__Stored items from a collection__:
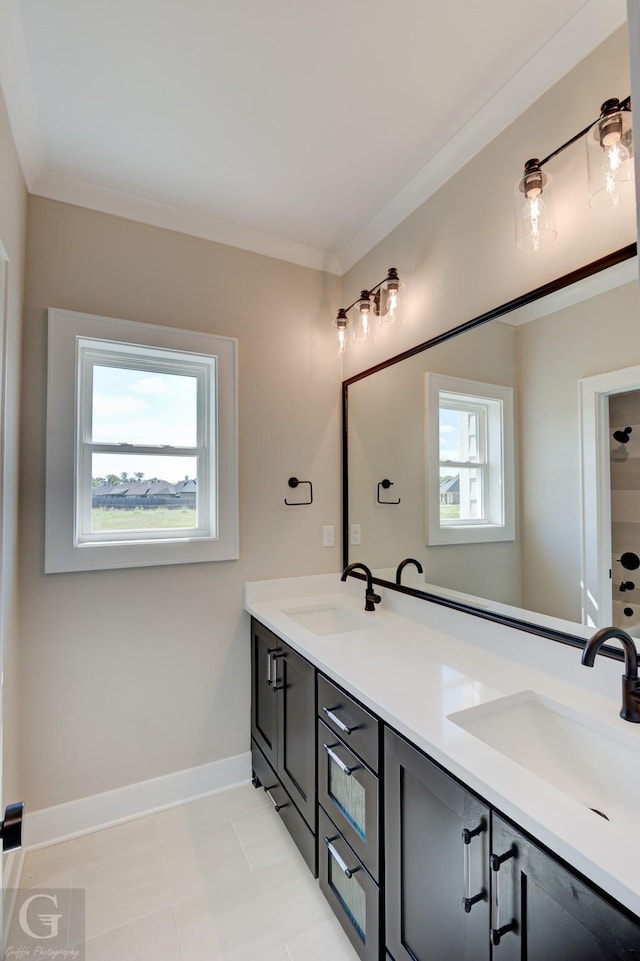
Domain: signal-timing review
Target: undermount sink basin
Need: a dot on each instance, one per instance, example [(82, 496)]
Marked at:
[(330, 619), (595, 765)]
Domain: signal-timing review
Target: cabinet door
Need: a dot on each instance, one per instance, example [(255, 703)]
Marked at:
[(437, 886), (295, 694), (264, 701), (541, 910)]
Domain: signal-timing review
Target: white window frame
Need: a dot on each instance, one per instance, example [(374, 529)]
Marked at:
[(77, 342), (495, 403)]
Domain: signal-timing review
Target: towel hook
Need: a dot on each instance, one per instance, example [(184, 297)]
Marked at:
[(386, 484), (294, 482)]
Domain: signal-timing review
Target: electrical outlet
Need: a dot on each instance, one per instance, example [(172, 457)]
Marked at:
[(328, 536)]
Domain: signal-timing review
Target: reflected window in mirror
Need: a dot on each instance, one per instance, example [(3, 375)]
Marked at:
[(470, 456)]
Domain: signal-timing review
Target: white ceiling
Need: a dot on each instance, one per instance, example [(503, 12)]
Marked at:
[(303, 130)]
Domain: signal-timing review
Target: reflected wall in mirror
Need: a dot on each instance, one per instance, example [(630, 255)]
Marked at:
[(542, 352)]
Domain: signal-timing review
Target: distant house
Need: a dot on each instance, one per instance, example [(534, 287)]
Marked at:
[(450, 490), (146, 493)]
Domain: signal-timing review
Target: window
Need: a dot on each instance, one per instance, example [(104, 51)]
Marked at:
[(470, 495), (141, 445)]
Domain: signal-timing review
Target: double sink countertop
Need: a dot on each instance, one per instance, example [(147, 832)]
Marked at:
[(514, 716)]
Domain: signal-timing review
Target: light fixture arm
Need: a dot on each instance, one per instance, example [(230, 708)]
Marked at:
[(392, 274), (621, 105)]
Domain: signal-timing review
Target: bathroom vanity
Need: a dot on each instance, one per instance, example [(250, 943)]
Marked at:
[(463, 790)]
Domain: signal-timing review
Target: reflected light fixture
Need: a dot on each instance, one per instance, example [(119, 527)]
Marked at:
[(381, 302), (609, 141)]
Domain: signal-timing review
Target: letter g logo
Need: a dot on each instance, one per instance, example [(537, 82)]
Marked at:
[(48, 921)]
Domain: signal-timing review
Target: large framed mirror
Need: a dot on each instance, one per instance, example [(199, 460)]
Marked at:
[(504, 457)]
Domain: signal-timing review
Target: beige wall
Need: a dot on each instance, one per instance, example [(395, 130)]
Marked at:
[(457, 252), (133, 674), (13, 218), (387, 438)]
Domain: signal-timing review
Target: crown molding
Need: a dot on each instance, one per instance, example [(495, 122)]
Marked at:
[(81, 193), (15, 83), (596, 20)]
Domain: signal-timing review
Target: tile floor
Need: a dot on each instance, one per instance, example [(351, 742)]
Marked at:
[(218, 879)]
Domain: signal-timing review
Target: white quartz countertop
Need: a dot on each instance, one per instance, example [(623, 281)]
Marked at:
[(415, 663)]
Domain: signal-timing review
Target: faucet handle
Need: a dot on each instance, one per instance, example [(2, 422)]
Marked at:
[(370, 601)]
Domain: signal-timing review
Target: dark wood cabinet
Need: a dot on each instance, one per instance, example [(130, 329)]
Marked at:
[(456, 881), (349, 833), (283, 738), (437, 861), (541, 910)]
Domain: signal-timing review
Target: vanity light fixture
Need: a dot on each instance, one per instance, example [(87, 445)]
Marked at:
[(381, 302), (609, 143)]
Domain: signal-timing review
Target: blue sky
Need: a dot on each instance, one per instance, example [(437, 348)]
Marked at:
[(147, 408)]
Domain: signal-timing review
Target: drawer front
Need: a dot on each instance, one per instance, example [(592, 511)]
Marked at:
[(350, 794), (295, 824), (350, 721), (349, 889)]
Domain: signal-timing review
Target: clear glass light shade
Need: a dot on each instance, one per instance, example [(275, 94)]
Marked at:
[(534, 214), (389, 302), (610, 160), (344, 330)]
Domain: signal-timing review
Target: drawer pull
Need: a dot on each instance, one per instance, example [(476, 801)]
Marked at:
[(329, 711), (343, 767), (276, 806), (275, 654), (346, 870), (497, 930), (468, 900)]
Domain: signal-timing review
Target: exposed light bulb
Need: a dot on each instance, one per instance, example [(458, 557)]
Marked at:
[(342, 322), (614, 156), (393, 300), (534, 227), (364, 307), (609, 148), (532, 214)]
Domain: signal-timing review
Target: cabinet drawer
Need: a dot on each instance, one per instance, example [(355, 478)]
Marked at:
[(295, 824), (350, 794), (349, 889), (350, 721)]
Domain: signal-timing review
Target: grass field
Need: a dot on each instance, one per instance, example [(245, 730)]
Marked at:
[(141, 519)]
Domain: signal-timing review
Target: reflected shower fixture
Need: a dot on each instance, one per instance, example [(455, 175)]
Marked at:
[(622, 436), (609, 141), (381, 303)]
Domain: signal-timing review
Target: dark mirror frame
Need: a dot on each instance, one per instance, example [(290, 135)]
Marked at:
[(563, 637)]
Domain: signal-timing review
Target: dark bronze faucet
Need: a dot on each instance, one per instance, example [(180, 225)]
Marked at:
[(403, 564), (630, 710), (370, 597)]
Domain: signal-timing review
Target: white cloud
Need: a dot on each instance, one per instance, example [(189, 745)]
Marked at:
[(104, 406), (152, 385)]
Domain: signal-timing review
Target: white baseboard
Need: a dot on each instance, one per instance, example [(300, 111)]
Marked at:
[(65, 821), (11, 874)]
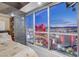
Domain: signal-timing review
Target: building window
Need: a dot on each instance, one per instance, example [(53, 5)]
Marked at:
[(63, 28), (29, 28), (41, 27)]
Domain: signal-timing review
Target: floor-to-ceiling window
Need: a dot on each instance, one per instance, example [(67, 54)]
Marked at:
[(63, 28), (29, 28), (41, 28)]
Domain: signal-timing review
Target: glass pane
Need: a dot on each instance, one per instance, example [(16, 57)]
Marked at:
[(41, 39), (63, 28), (41, 26), (41, 21), (29, 28)]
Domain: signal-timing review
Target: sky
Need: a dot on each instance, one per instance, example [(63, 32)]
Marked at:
[(59, 15)]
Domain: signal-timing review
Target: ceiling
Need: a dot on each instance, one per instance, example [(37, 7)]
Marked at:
[(9, 7)]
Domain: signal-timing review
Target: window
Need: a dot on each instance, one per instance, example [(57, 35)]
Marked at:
[(29, 28), (63, 22), (41, 27), (41, 22)]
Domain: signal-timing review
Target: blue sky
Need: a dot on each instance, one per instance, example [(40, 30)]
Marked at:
[(59, 14)]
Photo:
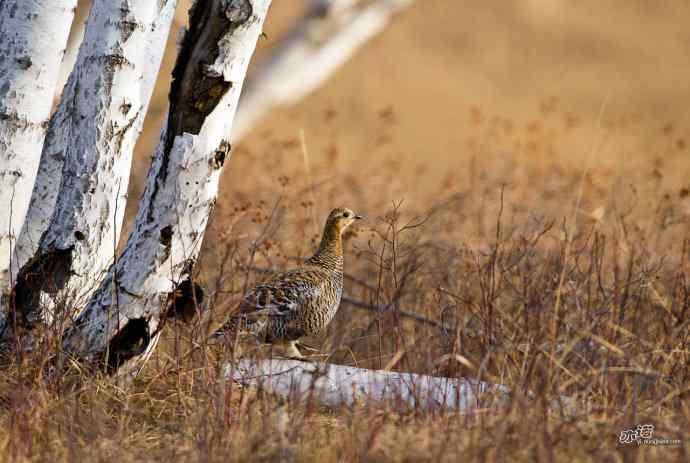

__DIRECTIONS FOR THIS TASK__: Nothing but a number should be given: the number of lines in the records that contain the word "faucet".

__REPLY TO THE TASK__: 2